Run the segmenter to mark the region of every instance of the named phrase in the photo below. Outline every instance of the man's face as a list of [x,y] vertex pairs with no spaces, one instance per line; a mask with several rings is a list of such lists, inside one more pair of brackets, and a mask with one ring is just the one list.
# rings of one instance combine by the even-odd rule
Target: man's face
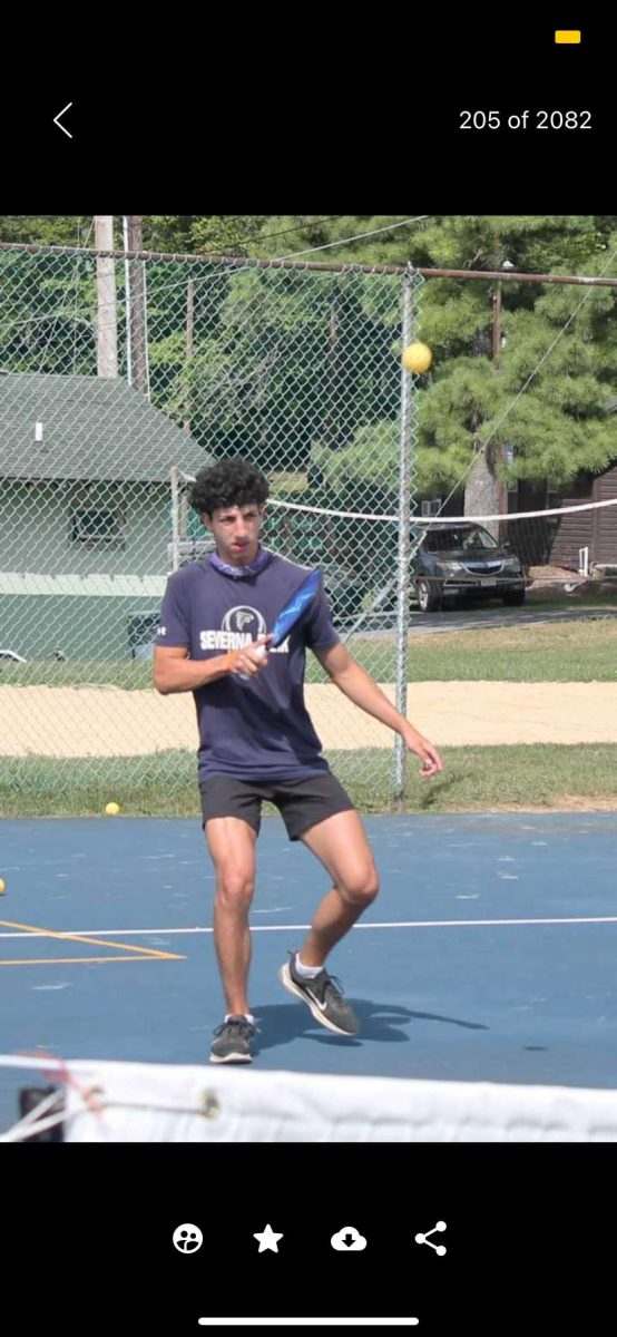
[[243,567],[256,556],[262,520],[263,507],[256,503],[220,507],[211,516],[202,516],[202,524],[210,529],[219,558],[232,567]]

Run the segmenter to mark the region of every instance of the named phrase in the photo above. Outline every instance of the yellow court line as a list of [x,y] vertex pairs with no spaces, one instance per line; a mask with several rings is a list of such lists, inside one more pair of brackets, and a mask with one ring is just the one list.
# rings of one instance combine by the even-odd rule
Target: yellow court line
[[[186,961],[186,956],[168,956],[160,955],[156,960],[163,961]],[[0,961],[0,965],[84,965],[87,963],[96,961],[97,965],[104,965],[107,961],[152,961],[151,956],[44,956],[40,960],[24,960],[24,961]]]
[[[79,933],[56,933],[52,928],[37,928],[36,924],[13,924],[12,920],[0,920],[3,928],[21,928],[25,933],[43,933],[45,937],[56,937],[63,943],[87,943],[88,947],[116,947],[120,952],[134,952],[128,943],[108,943],[104,937],[83,937]],[[184,961],[184,956],[175,956],[172,952],[159,952],[154,947],[142,947],[142,956],[159,957],[163,961]]]

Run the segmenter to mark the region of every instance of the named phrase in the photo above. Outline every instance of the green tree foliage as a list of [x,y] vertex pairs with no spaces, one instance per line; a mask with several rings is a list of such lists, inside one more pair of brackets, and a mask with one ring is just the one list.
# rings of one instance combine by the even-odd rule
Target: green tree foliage
[[[411,215],[410,215],[411,217]],[[358,238],[358,239],[353,239]],[[0,239],[92,246],[91,218],[0,218]],[[122,219],[116,219],[122,249]],[[614,274],[617,217],[150,215],[143,246],[196,255],[286,257],[347,265]],[[8,370],[91,372],[95,266],[0,255],[0,357]],[[608,265],[608,269],[606,269]],[[311,468],[333,496],[397,492],[399,369],[395,285],[347,274],[307,283],[280,269],[148,266],[148,350],[156,406],[219,453],[270,469]],[[192,353],[187,285],[194,277]],[[119,325],[123,266],[118,266]],[[381,298],[393,285],[387,301]],[[379,289],[383,285],[383,289]],[[3,295],[4,294],[4,295]],[[566,487],[617,459],[617,321],[610,289],[503,278],[429,278],[418,334],[433,349],[417,382],[417,473],[425,495],[470,484],[478,460],[495,483]],[[122,366],[122,370],[124,368]],[[490,443],[486,449],[486,443]]]

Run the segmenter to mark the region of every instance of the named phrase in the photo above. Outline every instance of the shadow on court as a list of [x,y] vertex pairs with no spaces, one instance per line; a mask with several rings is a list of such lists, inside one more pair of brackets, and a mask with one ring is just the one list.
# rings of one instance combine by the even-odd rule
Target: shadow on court
[[[487,1031],[481,1021],[465,1021],[461,1017],[439,1016],[434,1012],[414,1012],[406,1007],[393,1007],[390,1003],[371,1003],[369,999],[350,997],[350,1003],[361,1021],[359,1036],[341,1036],[325,1031],[318,1021],[306,1020],[303,1004],[255,1005],[258,1025],[256,1052],[275,1050],[294,1040],[315,1040],[317,1044],[362,1048],[369,1040],[379,1044],[409,1044],[409,1025],[418,1021],[441,1021],[445,1025],[461,1025],[467,1031]],[[302,1015],[304,1013],[304,1016]],[[405,1027],[405,1029],[402,1029]]]

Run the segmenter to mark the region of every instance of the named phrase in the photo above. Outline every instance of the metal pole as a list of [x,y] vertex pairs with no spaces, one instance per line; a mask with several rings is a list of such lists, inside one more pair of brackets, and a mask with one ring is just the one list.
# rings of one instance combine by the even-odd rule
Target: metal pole
[[171,570],[180,570],[180,511],[178,505],[180,485],[178,465],[171,465]]
[[[122,219],[122,235],[124,242],[124,250],[128,251],[128,218],[123,214]],[[130,262],[124,259],[124,313],[127,324],[127,381],[132,385],[132,364],[131,364],[131,278],[130,278]]]
[[114,218],[111,214],[95,214],[95,241],[96,249],[106,253],[96,258],[99,317],[96,364],[97,374],[111,380],[118,376],[116,275],[115,262],[110,255],[114,247]]
[[[414,289],[413,278],[403,281],[402,293],[402,348],[413,338]],[[407,651],[409,651],[409,586],[411,548],[411,435],[414,417],[415,378],[401,368],[401,459],[398,475],[398,558],[397,558],[397,710],[407,718]],[[405,753],[399,734],[394,742],[394,801],[402,812],[405,801]]]

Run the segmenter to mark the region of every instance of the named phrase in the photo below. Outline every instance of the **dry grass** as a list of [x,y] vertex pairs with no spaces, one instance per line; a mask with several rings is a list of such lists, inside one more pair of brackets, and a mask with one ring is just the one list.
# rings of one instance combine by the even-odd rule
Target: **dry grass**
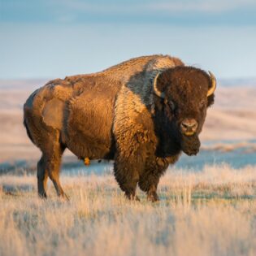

□ □ □ □ □ □ □

What is being asked: Can you rewrite the material from its first line through the line with "Target: man's face", putting "coordinate pairs" in place of "vertex pairs" and leaving everything else unchanged?

Completed exercise:
Run the segmenter to mark the region of every instance of the named phrase in the photo below. Outline every instance of the man's face as a list of [x,y] coordinate pairs with no spaces, one instance per line; a mask with several rings is a list of such lists, inside one more pair of brackets, and a mask with one ring is just the one list.
# rings of one instance combine by the even-odd rule
Target: man's face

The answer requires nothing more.